What this task involves
Reproduce the material below with every "separate parts" switched to "distinct pieces" and nothing else changed. Leave the pictures out of your answer.

Records for the exercise
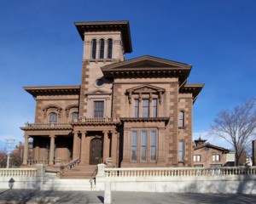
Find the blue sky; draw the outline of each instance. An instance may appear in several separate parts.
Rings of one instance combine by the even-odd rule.
[[[130,20],[133,53],[193,65],[205,88],[194,105],[194,136],[223,109],[255,97],[256,1],[0,0],[0,149],[23,142],[35,101],[24,86],[80,83],[77,21]],[[229,144],[211,139],[214,144]]]

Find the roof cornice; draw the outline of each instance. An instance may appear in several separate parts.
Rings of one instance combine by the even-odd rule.
[[[125,52],[132,52],[130,26],[128,20],[75,22],[74,24],[83,41],[85,32],[121,31]]]
[[[40,87],[23,87],[33,97],[38,95],[76,95],[80,93],[80,86],[40,86]]]

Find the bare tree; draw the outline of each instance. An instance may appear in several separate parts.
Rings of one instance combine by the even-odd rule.
[[[236,165],[239,165],[242,152],[256,138],[256,98],[231,110],[220,111],[211,125],[210,134],[232,144],[236,151]]]

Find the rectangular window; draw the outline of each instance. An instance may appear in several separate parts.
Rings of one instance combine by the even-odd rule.
[[[157,99],[152,99],[152,116],[157,117]]]
[[[131,131],[131,161],[137,161],[137,131]]]
[[[194,156],[194,162],[201,162],[201,156]]]
[[[179,140],[178,145],[178,161],[183,162],[184,160],[184,140]]]
[[[157,145],[156,130],[150,131],[150,160],[156,161],[156,145]]]
[[[138,99],[134,99],[134,117],[138,117]]]
[[[147,162],[147,131],[143,130],[141,134],[141,161]]]
[[[178,121],[178,127],[179,128],[183,128],[184,127],[184,112],[180,111],[179,112],[179,121]]]
[[[212,155],[212,162],[219,162],[219,155]]]
[[[104,101],[94,102],[94,117],[104,117]]]
[[[149,117],[149,99],[143,99],[143,117]]]

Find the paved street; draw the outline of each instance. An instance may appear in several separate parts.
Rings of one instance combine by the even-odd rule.
[[[1,203],[103,203],[103,191],[0,190]],[[256,195],[113,192],[112,203],[255,203]]]

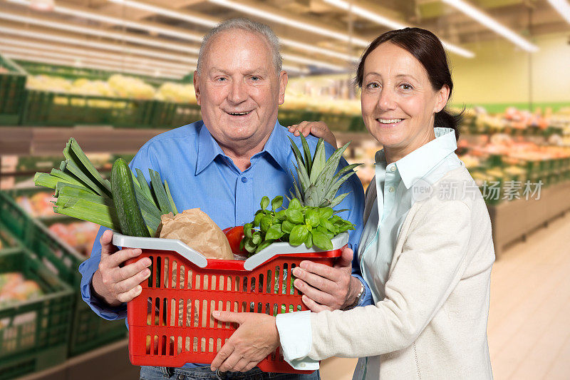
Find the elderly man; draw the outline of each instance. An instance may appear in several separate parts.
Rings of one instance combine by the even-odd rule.
[[[287,84],[281,66],[279,41],[268,26],[244,19],[217,26],[204,38],[195,72],[203,120],[153,138],[141,148],[130,168],[145,173],[148,168],[159,172],[168,181],[178,210],[200,207],[222,229],[250,222],[264,195],[273,198],[292,186],[294,156],[287,136],[299,145],[300,140],[277,121]],[[316,140],[311,136],[309,143],[314,150]],[[332,151],[327,145],[327,155]],[[357,226],[350,242],[355,247],[362,229],[362,186],[353,176],[341,191],[350,192],[341,208],[349,210],[343,216]],[[118,250],[112,245],[111,232],[103,228],[97,241],[79,269],[83,299],[103,318],[124,318],[126,302],[140,294],[139,284],[150,276],[150,262],[123,266],[140,250]],[[350,258],[341,260],[335,272],[337,279],[343,278],[344,291],[326,294],[321,304],[333,307],[355,303],[361,286],[351,277],[350,262]],[[141,378],[318,378],[316,371],[278,375],[257,368],[242,371],[212,372],[209,364],[187,364],[180,369],[143,366]]]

Output for this exercise
Find the blue sky; draw the outline of each instance. An instance may appear in several distinct pieces.
Rings of one instance combine by the even-odd rule.
[[[130,20],[133,53],[193,65],[205,88],[194,105],[194,136],[223,109],[255,97],[256,1],[0,0],[0,149],[23,142],[35,101],[24,86],[80,83],[77,21]],[[229,144],[211,139],[214,144]]]

Find the roof cornice; draw the outline of each instance. An instance may appear in several distinct pieces.
Rings of one instance combine by the even-odd rule.
[[[125,52],[132,52],[130,26],[128,20],[75,22],[74,24],[83,41],[85,32],[121,31]]]
[[[40,87],[23,87],[33,97],[38,95],[76,95],[80,93],[80,86],[40,86]]]

Find the bare tree; draw the outline of each instance. An instance may appear in several distinct pieces.
Rings of one instance combine by the even-odd rule.
[[[236,165],[239,165],[242,152],[256,138],[256,98],[231,110],[220,111],[211,125],[210,134],[232,144],[236,151]]]

Find the rectangular window; draw the outline of each instance. An instance may appear in several distinct pieces.
Rings of one instance combine by the even-odd rule.
[[[157,99],[152,99],[152,116],[157,117]]]
[[[131,131],[131,161],[137,161],[137,131]]]
[[[194,156],[194,162],[201,162],[201,156]]]
[[[179,140],[178,145],[178,161],[183,162],[184,160],[184,140]]]
[[[157,145],[156,130],[150,131],[150,160],[156,161],[156,145]]]
[[[138,99],[134,99],[134,117],[138,117]]]
[[[147,162],[147,131],[143,130],[141,134],[141,161]]]
[[[178,121],[178,127],[179,128],[183,128],[184,127],[184,112],[180,111],[179,112],[179,121]]]
[[[212,155],[212,162],[219,162],[219,155]]]
[[[104,101],[94,102],[94,117],[104,117]]]
[[[149,117],[149,99],[143,99],[143,117]]]

Find the paved street; draw the outline of each instance. An instance may appear in several distinct pieces.
Rings of one instance combine by the even-odd rule.
[[[1,203],[103,203],[103,191],[0,190]],[[256,195],[113,192],[112,203],[255,203]]]

Find the elderly man; draw the outline of each instance. An instance may appear in several distinct pieces.
Rings of one instance combine by the even-odd rule.
[[[287,84],[281,66],[279,41],[268,26],[244,19],[217,26],[204,38],[195,72],[203,120],[153,138],[141,148],[130,168],[145,173],[148,168],[159,172],[168,181],[178,210],[200,207],[222,229],[250,222],[264,195],[273,198],[292,186],[294,156],[287,136],[299,145],[300,140],[277,121]],[[316,140],[311,136],[309,143],[314,150]],[[332,151],[327,145],[327,155]],[[357,226],[350,242],[355,247],[362,229],[362,186],[353,176],[341,191],[350,192],[341,208],[349,210],[343,216]],[[118,250],[112,245],[111,232],[103,228],[97,241],[79,269],[83,299],[103,318],[124,318],[126,302],[140,294],[139,284],[150,276],[150,262],[123,266],[140,250]],[[350,258],[341,260],[335,272],[337,279],[343,278],[344,291],[326,294],[321,304],[333,307],[355,303],[361,286],[351,277],[350,262]],[[141,378],[318,378],[316,371],[278,375],[257,368],[242,371],[212,372],[209,364],[187,364],[180,369],[143,366]]]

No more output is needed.